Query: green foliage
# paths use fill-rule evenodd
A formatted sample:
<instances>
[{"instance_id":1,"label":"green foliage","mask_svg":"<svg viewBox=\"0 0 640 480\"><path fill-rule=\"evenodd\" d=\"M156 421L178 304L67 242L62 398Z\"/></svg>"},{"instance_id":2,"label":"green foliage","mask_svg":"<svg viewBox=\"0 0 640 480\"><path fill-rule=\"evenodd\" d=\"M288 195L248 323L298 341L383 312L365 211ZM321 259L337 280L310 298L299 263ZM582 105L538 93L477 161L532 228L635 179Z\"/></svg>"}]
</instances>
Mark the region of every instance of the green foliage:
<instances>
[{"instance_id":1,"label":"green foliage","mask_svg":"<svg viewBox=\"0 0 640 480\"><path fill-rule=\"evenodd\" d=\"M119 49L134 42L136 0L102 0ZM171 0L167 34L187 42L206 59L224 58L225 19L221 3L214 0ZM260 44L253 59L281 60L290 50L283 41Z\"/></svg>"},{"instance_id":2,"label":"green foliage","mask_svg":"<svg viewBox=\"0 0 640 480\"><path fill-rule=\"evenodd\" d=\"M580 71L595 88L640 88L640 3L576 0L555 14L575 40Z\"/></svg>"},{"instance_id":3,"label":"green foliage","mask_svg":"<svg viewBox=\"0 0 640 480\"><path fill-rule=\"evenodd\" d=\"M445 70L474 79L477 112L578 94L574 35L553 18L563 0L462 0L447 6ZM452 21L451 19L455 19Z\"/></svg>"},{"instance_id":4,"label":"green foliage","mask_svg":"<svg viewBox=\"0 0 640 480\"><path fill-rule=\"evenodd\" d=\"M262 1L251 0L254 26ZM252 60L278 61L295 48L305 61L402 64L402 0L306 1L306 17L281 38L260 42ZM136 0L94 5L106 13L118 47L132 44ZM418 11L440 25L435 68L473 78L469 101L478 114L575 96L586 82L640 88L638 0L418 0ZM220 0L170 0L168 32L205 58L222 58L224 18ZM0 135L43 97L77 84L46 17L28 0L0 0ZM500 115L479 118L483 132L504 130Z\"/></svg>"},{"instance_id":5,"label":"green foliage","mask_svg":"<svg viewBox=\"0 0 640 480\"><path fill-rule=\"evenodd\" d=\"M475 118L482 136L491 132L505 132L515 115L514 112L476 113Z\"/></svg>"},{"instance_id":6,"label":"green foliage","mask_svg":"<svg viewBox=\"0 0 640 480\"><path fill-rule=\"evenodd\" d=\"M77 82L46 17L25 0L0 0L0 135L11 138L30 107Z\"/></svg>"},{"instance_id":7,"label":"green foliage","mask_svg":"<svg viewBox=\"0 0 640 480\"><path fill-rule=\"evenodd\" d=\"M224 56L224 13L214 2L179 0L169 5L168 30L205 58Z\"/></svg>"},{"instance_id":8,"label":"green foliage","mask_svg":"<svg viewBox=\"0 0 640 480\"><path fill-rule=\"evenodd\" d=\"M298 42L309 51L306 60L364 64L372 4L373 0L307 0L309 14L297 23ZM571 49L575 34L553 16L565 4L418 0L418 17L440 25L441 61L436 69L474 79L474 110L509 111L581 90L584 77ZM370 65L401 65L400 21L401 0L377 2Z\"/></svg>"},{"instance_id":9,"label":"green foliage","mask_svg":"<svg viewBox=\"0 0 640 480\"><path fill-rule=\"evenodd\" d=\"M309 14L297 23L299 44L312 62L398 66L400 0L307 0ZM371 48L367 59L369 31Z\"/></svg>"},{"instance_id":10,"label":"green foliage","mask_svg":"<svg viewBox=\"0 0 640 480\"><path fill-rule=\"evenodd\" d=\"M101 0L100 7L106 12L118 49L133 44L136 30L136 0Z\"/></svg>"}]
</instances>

========================================================================

> _WHAT THIS TASK INVOLVES_
In full and without any edits, output the material above.

> _ANSWER AREA_
Query: green foliage
# paths use fill-rule evenodd
A formatted sample:
<instances>
[{"instance_id":1,"label":"green foliage","mask_svg":"<svg viewBox=\"0 0 640 480\"><path fill-rule=\"evenodd\" d=\"M156 421L178 304L67 242L62 398Z\"/></svg>"},{"instance_id":2,"label":"green foliage","mask_svg":"<svg viewBox=\"0 0 640 480\"><path fill-rule=\"evenodd\" d=\"M288 195L248 323L298 341L383 312L365 211ZM321 259L337 280L310 298L299 263ZM582 105L538 93L477 161L532 228L635 179Z\"/></svg>"}]
</instances>
Mark the region of every instance of the green foliage:
<instances>
[{"instance_id":1,"label":"green foliage","mask_svg":"<svg viewBox=\"0 0 640 480\"><path fill-rule=\"evenodd\" d=\"M119 49L134 42L136 0L102 0ZM171 0L167 34L187 42L206 59L224 58L225 19L221 3L214 0ZM260 44L253 59L281 60L290 50L283 41Z\"/></svg>"},{"instance_id":2,"label":"green foliage","mask_svg":"<svg viewBox=\"0 0 640 480\"><path fill-rule=\"evenodd\" d=\"M580 71L595 88L640 88L640 3L576 0L555 14L575 40Z\"/></svg>"},{"instance_id":3,"label":"green foliage","mask_svg":"<svg viewBox=\"0 0 640 480\"><path fill-rule=\"evenodd\" d=\"M445 70L474 79L477 112L578 94L574 35L553 18L563 0L462 0L447 6ZM452 21L451 19L455 19Z\"/></svg>"},{"instance_id":4,"label":"green foliage","mask_svg":"<svg viewBox=\"0 0 640 480\"><path fill-rule=\"evenodd\" d=\"M262 1L251 0L254 26ZM252 60L278 61L295 48L305 61L402 64L402 0L306 1L306 17L281 38L260 42ZM136 0L94 5L106 13L118 47L132 44ZM418 11L440 25L435 68L473 78L469 101L478 114L575 96L586 82L640 88L638 0L418 0ZM220 0L170 0L168 32L205 58L222 58L224 18ZM0 135L43 97L77 84L46 17L28 0L0 0ZM500 115L479 118L483 132L504 130Z\"/></svg>"},{"instance_id":5,"label":"green foliage","mask_svg":"<svg viewBox=\"0 0 640 480\"><path fill-rule=\"evenodd\" d=\"M475 118L482 136L491 132L505 132L515 115L514 112L476 113Z\"/></svg>"},{"instance_id":6,"label":"green foliage","mask_svg":"<svg viewBox=\"0 0 640 480\"><path fill-rule=\"evenodd\" d=\"M77 82L46 17L25 0L0 0L0 135L11 138L30 107Z\"/></svg>"},{"instance_id":7,"label":"green foliage","mask_svg":"<svg viewBox=\"0 0 640 480\"><path fill-rule=\"evenodd\" d=\"M224 56L224 13L214 2L179 0L169 5L168 30L205 58Z\"/></svg>"},{"instance_id":8,"label":"green foliage","mask_svg":"<svg viewBox=\"0 0 640 480\"><path fill-rule=\"evenodd\" d=\"M298 42L309 51L306 60L364 64L372 4L373 0L307 0L309 14L297 23ZM571 49L575 34L553 16L565 4L418 0L418 17L440 25L441 61L436 69L474 79L474 110L509 111L581 90L584 77ZM370 65L401 65L400 21L401 0L377 2Z\"/></svg>"},{"instance_id":9,"label":"green foliage","mask_svg":"<svg viewBox=\"0 0 640 480\"><path fill-rule=\"evenodd\" d=\"M309 14L297 23L299 44L312 62L398 66L400 0L307 0ZM371 48L367 59L369 31Z\"/></svg>"},{"instance_id":10,"label":"green foliage","mask_svg":"<svg viewBox=\"0 0 640 480\"><path fill-rule=\"evenodd\" d=\"M101 0L100 7L106 12L118 49L133 44L136 30L136 0Z\"/></svg>"}]
</instances>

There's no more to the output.